## Aufgaben:
[1] Schreiben Sie aus dem Brief „Die eigene Haltung auf dem Prüfstand“ einen Abschnitt wortgetreu ab. Beginnen Sie bei den Worten „Briefe / Mitteilungen“ und enden Sie nach „Dafür vielen Dank.“.
[2] An welchem Datum wurde der Brief „Die eigene Haltung auf dem Prüfstand“ veröffentlicht?

## Vorliegender Text:

-*-*-

Die eigene Haltung auf dem Prüfstand

Briefe / Mitteilungen
Édition
2020/41
DOI:
https://doi.org/10.4414/bms.2020.19270
Bull Med Suisses. 2020;101(41):1307

Publié le 07.10.2020

Die eigene Haltung auf dem Prüfstand

Ich schreibe als einer derer, von denen der Autor vermutet, dass sie ihre eigene Haltung bislang als aufgeklärt wahrgenommen haben, sie nun aber auf den Prüfstand stellen. Aber ich habe schon immer ein gewisses Unwohlsein dabei empfunden. Mit der «Späten Erkenntnis» kommt eine solide Beschreibung des Status quo. Und für mich doch auch eine Benennung des Problems. Dafür vielen Dank.

-*-*-

## Vorliegendes Material:

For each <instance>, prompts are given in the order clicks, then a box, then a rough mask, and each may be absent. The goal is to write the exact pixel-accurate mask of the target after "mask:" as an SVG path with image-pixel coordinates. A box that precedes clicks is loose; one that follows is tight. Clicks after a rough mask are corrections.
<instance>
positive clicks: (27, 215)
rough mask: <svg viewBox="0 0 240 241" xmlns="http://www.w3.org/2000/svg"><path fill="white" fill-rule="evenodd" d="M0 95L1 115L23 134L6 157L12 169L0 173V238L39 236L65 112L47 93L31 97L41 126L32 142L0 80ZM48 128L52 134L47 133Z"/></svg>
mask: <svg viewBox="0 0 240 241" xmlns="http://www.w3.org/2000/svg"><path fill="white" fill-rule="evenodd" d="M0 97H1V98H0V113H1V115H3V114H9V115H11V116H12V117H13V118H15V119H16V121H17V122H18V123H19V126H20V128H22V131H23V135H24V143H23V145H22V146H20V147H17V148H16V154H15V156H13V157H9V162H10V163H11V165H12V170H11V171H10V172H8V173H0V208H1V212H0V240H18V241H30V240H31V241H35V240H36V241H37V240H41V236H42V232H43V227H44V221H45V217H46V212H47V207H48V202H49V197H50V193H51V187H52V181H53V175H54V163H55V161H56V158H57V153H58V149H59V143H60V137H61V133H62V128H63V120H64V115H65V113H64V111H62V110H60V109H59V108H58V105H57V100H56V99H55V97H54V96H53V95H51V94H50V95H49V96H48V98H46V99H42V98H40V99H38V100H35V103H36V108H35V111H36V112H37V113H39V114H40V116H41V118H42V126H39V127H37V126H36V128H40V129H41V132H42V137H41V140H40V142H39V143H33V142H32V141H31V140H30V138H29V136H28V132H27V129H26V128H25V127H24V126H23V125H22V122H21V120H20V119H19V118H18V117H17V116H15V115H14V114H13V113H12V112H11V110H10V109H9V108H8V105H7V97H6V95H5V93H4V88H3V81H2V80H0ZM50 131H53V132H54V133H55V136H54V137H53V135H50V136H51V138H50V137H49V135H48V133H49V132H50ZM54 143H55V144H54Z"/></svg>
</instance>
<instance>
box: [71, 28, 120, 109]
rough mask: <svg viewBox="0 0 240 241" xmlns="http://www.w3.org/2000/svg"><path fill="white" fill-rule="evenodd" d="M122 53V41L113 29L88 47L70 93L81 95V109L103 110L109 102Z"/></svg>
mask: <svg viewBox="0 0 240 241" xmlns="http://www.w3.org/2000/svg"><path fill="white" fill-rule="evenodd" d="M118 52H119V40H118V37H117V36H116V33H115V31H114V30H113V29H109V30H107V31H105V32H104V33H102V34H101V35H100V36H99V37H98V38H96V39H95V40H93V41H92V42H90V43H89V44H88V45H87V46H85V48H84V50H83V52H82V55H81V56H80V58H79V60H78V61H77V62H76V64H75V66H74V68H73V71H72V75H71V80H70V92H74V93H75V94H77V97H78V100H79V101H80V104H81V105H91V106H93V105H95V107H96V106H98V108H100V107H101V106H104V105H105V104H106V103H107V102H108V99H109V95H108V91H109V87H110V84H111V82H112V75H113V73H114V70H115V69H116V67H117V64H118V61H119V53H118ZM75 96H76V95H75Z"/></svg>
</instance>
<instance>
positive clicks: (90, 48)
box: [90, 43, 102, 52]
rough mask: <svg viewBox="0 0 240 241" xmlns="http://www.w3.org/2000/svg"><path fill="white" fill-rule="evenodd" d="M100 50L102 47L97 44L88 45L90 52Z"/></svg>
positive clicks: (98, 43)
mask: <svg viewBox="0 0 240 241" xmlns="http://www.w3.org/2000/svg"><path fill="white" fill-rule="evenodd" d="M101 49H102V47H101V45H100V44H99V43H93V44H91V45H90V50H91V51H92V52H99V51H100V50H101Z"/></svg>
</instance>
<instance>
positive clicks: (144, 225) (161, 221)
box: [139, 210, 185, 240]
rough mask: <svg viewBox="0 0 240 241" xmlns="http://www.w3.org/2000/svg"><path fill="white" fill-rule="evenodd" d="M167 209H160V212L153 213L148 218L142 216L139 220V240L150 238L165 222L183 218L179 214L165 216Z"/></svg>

-*-*-

## Lösungen:
[1]
Briefe / Mitteilungen
Édition
2020/41
DOI:
https://doi.org/10.4414/bms.2020.19270
Bull Med Suisses. 2020;101(41):1307

Publié le 07.10.2020

Die eigene Haltung auf dem Prüfstand

Ich schreibe als einer derer, von denen der Autor vermutet, dass sie ihre eigene Haltung bislang als aufgeklärt wahrgenommen haben, sie nun aber auf den Prüfstand stellen. Aber ich habe schon immer ein gewisses Unwohlsein dabei empfunden. Mit der «Späten Erkenntnis» kommt eine solide Beschreibung des Status quo. Und für mich doch auch eine Benennung des Problems. Dafür vielen Dank.

[2] Am 07.10.2020.